(TEXT EXCERPT Opens)

Health Care Reform Comparison: The Long Road to Nowhere - ACA Repeal Effort Over?

After seven years of strong rhetoric, court challenges, attempts to repeal, and threats to stop making cost-sharing
reduction payments called for by the law, the Affordable Care Act (ACA) continues to be the law of the land.

Senate Majority Leader Mitch McConnell (R-Ky.) unsuccessfully tried to garner enough support for the Better
Care Reconciliation Act. That repeal-and-replace effort collapsed after three weeks of work. Attempts to break
the logjam in the Senate culminated in an early-morning vote on July 28 that failed 49-51 to pass the “skinny”
bill, the most modest ACA repeal bill put forth by the Senate Republican leadership. That bill – called the
Health Care Freedom Act – would have

  • repealed the requirement that individuals purchase health care coverage or pay a penalty
  • eliminated the requirement that employers with at least 50 full-time employees provide health care
    coverage to their employees;
  • delayed the medical device tax; and
  • increased the contribution limit for health savings account

Previously, on May 4, the House passed the American Health Care Act (AHCA; H.R. 1628), a much more
ambitious effort to repeal ACA. In addition to repealing the individual and employer mandates, AHCA
would repeal the ACA taxes on high earners, including the net investment income tax, as well as the taxes
on medical device and prescription drug manufacturers and would delay the tax on high-cost health plans
provided by employers. AHCA includes an advanceable, refundable, age- and income-based tax credit for
premiums paid by low-income earners.

(TEXT EXCERPT Closes)

__EXERCISES__.
1. Answer these questions using the health care reform comparison:
(a) What was the vote count when the "skinny" bill failed on July 28?
(b) On what date did the House pass the American Health Care Act?
(c) After how many weeks of work did the Better Care Reconciliation Act effort collapse?
2. Rewrite the part of the health care reform comparison that opens with the words containing "Health Care Reform" and closes with "of the land.", replacing "Affordable Care Act" with "federal health care law".
3. Please translate this sentence from the health care reform comparison into Spanish: "That repeal-and-replace effort collapsed after three weeks of work."

(EXTRACTED MATERIAL Opens)

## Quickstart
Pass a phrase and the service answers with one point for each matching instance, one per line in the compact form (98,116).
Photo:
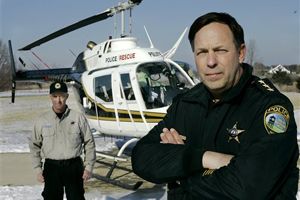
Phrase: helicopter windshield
(160,82)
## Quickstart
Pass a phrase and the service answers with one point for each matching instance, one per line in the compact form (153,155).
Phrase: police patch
(276,119)
(57,86)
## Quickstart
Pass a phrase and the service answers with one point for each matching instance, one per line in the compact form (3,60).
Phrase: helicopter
(123,89)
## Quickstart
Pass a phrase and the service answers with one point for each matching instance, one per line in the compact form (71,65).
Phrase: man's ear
(242,53)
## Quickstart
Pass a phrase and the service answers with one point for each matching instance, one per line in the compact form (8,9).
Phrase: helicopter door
(124,100)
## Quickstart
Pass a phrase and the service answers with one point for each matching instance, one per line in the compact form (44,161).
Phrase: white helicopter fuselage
(126,89)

(EXTRACTED MATERIAL Closes)

__YOUR RESPONSES__.
1.
(a) 49-51
(b) May 4
(c) Three weeks

2.
Health Care Reform Comparison: The Long Road to Nowhere - ACA Repeal Effort Over?

After seven years of strong rhetoric, court challenges, attempts to repeal, and threats to stop making cost-sharing
reduction payments called for by the law, the federal health care law (ACA) continues to be the law of the land.

3. Ese intento de derogar y reemplazar se vino abajo tras tres semanas de trabajo.